[Annotated coordinate records]

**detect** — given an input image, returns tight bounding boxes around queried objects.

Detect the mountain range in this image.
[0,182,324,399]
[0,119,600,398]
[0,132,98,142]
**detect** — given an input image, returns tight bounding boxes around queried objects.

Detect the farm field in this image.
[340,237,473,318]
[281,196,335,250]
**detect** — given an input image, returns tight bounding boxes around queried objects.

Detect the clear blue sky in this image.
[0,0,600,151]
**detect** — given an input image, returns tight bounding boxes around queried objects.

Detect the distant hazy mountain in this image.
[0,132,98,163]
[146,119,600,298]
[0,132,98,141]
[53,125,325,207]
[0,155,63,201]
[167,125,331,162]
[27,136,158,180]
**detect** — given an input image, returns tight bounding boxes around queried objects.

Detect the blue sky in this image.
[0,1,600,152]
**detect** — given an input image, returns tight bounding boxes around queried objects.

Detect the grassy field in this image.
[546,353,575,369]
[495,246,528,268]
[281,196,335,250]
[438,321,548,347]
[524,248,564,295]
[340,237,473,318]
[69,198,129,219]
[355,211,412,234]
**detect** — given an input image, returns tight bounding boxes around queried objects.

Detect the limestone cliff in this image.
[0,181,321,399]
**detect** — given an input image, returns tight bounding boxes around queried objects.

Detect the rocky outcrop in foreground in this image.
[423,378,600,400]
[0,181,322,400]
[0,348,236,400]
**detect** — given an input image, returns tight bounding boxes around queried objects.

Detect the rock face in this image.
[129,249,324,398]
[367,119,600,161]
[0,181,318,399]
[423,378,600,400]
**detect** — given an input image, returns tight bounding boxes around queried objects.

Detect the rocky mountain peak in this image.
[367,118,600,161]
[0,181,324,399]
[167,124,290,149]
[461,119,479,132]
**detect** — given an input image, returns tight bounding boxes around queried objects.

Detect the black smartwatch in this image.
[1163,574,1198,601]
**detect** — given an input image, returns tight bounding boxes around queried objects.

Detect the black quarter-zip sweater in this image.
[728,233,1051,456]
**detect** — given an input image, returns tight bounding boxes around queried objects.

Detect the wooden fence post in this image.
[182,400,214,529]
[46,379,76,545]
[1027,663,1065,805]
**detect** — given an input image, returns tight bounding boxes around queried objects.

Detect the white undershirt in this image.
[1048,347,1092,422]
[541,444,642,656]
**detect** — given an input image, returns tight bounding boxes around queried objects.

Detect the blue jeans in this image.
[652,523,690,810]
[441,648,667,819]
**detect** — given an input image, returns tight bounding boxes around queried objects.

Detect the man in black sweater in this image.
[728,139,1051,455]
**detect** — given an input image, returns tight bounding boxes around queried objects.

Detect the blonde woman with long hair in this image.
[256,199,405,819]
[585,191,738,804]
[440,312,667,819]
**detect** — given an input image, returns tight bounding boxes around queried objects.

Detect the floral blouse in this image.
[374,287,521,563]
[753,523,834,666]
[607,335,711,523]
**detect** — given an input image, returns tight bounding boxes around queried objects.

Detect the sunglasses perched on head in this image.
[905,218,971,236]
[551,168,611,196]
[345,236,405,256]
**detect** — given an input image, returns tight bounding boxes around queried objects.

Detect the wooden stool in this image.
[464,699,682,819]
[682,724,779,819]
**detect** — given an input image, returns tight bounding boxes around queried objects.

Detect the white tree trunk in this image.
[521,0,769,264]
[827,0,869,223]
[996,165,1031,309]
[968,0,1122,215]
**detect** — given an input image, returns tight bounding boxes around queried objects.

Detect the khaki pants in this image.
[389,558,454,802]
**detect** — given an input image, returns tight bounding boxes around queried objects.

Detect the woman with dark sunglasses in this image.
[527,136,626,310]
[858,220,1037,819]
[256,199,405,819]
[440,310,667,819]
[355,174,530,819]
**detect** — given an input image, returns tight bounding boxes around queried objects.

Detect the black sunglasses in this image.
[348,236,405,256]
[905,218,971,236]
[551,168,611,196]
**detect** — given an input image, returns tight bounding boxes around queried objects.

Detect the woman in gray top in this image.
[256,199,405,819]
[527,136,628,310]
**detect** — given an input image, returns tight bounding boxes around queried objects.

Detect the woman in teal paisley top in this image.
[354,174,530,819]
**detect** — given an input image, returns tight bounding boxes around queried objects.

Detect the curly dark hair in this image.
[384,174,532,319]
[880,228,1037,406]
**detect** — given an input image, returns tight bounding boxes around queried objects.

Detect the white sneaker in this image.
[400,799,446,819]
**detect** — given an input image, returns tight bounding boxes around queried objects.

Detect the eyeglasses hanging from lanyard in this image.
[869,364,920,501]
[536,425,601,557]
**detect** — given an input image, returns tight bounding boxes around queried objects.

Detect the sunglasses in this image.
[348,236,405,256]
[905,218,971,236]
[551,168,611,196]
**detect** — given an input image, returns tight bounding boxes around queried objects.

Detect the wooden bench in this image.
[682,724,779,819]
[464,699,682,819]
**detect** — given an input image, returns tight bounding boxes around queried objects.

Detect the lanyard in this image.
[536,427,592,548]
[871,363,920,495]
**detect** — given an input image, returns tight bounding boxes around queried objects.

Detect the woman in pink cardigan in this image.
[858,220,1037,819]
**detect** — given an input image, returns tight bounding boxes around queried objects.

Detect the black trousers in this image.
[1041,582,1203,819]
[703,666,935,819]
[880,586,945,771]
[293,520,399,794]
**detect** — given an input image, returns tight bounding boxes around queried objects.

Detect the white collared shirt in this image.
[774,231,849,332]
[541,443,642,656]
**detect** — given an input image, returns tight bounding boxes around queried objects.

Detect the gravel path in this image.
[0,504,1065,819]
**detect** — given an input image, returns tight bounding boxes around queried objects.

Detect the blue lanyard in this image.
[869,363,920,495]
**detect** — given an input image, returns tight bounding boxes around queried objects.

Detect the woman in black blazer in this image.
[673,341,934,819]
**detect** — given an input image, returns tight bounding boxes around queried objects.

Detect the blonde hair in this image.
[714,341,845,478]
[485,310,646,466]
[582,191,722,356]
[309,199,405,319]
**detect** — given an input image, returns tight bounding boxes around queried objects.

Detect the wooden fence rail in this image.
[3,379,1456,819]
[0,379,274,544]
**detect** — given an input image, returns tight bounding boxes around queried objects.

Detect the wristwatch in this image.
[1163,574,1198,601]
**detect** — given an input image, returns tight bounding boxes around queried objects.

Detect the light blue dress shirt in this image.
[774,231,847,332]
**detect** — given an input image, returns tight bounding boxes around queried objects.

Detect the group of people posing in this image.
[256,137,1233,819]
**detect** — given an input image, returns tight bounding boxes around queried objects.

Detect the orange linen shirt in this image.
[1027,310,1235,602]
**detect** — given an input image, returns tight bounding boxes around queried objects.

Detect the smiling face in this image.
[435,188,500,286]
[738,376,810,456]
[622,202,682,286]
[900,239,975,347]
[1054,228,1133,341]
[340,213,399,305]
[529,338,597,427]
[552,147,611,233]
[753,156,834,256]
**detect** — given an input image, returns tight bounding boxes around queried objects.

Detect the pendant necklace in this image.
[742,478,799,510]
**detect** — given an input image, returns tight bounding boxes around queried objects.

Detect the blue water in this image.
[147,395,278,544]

◆ Stated exercise
Reproduce the lines from the start of the annotated coordinate records through the line containing "[355,211,412,234]", including that line.

◆ Answer to the exercise
**detect** — given an input image, returns tight bounding boxes around queried objects.

Detect the mountain range in this image.
[0,182,324,399]
[0,119,600,398]
[0,132,98,142]
**detect** — given an input image, returns tight bounding boxes around queried objects.

Detect the farm field in this image.
[340,237,473,318]
[281,196,335,250]
**detect** — given an input image, returns tight bounding boxes around queried objects.

Detect the clear blue sky in this image.
[0,0,600,151]
**detect** — given an input image, returns tight bounding boxes around queried objects.

Detect the distant hazy mountain in this image.
[0,132,98,163]
[146,119,600,298]
[0,132,98,141]
[53,125,325,207]
[0,155,63,201]
[167,125,331,162]
[27,136,158,180]
**detect** — given an input image, returns tight bounding boxes around queried objects.

Detect the blue sky in this image.
[0,1,600,152]
**detect** — given an input image, returns tight bounding boxes around queried objects.

Detect the grassy field in this image.
[546,353,575,369]
[495,246,528,268]
[281,196,335,250]
[438,321,548,347]
[524,248,564,295]
[340,237,473,318]
[69,198,129,219]
[355,211,412,234]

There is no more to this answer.